The Story
Why it exists.
The beginning
Profumo Rosa Woman arrived with Exuma Parfums' 2018 launch collection, one of six initial compositions establishing the house's approach to gender-dedicated fragrance. The name carries the structure of classic perfumery: profumo as a nod to the Italian word for perfume itself, rosa for the rose at the composition's center. Wesley C built this from Winter Park, Florida, with an independent sensibility that didn't need to reference tradition to work within it. The launch year is 2018, and the house has stayed small-batch since day one, collaborating occasionally with Bertrand Duchaufour on compositions that require additional depth.
Rose appears in hundreds of fragrances, but Profumo Rosa Woman restructures what that means. The vanilla doesn't sweeten the rose, it deepens it, gives it weight that prevents any medicinal sharpness. Amber does the same work from a different angle, warming the floral rather than softening it. The oud in the heart is the structural surprise: cashmere wood adds a soft, tactile quality to what could have been a straightforward oriental. Together, the rose-vanilla-oud triangle creates something that reads as both warm and decided, powdery without being fragile, floral without being coy.
——————————
ASSIGNMENT 1:
Reproduce word for word the part of the Profumo Rosa Woman story from "Rose appears in" up to and including "without being coy.".
ASSIGNMENT 2:
Resume the Profumo Rosa Woman story, picking up after its final sentence.
——————————
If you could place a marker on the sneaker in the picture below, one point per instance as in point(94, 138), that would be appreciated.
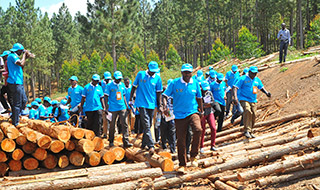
point(194, 162)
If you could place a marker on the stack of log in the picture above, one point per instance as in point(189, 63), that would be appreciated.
point(285, 149)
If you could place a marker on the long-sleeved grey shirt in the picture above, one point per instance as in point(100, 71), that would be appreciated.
point(285, 35)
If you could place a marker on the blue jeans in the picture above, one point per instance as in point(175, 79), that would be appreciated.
point(146, 116)
point(19, 100)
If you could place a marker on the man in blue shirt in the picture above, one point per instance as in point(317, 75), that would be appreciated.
point(15, 80)
point(148, 85)
point(285, 40)
point(92, 95)
point(74, 98)
point(117, 105)
point(187, 102)
point(231, 77)
point(245, 91)
point(218, 89)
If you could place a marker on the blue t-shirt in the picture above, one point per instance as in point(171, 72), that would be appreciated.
point(93, 95)
point(147, 88)
point(15, 71)
point(248, 88)
point(184, 97)
point(232, 77)
point(116, 93)
point(75, 94)
point(34, 114)
point(218, 91)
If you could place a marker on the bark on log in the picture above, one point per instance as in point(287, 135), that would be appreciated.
point(91, 181)
point(278, 166)
point(9, 130)
point(244, 162)
point(286, 178)
point(8, 145)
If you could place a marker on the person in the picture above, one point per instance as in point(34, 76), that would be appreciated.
point(104, 83)
point(167, 126)
point(148, 85)
point(4, 89)
point(92, 95)
point(285, 40)
point(15, 80)
point(187, 102)
point(208, 103)
point(231, 77)
point(61, 112)
point(34, 112)
point(218, 89)
point(74, 98)
point(245, 91)
point(117, 105)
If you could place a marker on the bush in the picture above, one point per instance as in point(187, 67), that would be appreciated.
point(247, 46)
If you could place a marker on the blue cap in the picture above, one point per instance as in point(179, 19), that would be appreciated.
point(234, 68)
point(213, 73)
point(205, 85)
point(187, 67)
point(16, 47)
point(117, 75)
point(5, 53)
point(96, 77)
point(153, 67)
point(107, 75)
point(63, 102)
point(246, 70)
point(73, 78)
point(34, 103)
point(253, 69)
point(38, 100)
point(220, 76)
——————————
TASK RESPONSE 1:
Rose appears in hundreds of fragrances, but Profumo Rosa Woman restructures what that means. The vanilla doesn't sweeten the rose, it deepens it, gives it weight that prevents any medicinal sharpness. Amber does the same work from a different angle, warming the floral rather than softening it. The oud in the heart is the structural surprise: cashmere wood adds a soft, tactile quality to what could have been a straightforward oriental. Together, the rose-vanilla-oud triangle creates something that reads as both warm and decided, powdery without being fragile, floral without being coy.

TASK RESPONSE 2:
The evolution
The opening arrives warm. Rose and vanilla together create an immediate sense of softness, but there's no delay before the amber and musk layer beneath, giving the top a richness that prevents it from reading as delicate. Thirty minutes in, the oud enters the conversation from the heart, resinous, warm, not sharp. It doesn't replace the rose so much as deepen it. The cashmere wood smooths the transition, keeping the composition tactile without adding texture for its own sake. By hour two, the drydown establishes itself: sandalwood and vanilla ground the oud, creating a powdery warmth that stays close to the skin for hours. On dry skin, the rose fades faster, the oud and vanilla take over earlier, which changes the arc without ruining it. The next morning, there's still something there: soft, warm, wood-adjacent. Not a projection fragrance. A presence one.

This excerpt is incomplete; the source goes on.